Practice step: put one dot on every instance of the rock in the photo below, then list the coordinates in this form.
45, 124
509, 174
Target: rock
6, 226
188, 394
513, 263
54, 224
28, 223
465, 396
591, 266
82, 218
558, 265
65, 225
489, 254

→ **PROMPT**: Arrange every line of the records above as a numbered list, leaving out any blank lines.

→ **RESULT FOR THIS EXERCISE**:
1. Practice step: put one dot on every instance of the rock in the photo below, then list the coordinates in this form.
2. 45, 124
3. 509, 174
4. Target: rock
5. 6, 226
6. 188, 394
7. 513, 263
8. 54, 224
9. 28, 223
10. 465, 396
11. 591, 266
12. 82, 218
13. 558, 265
14. 65, 225
15. 489, 254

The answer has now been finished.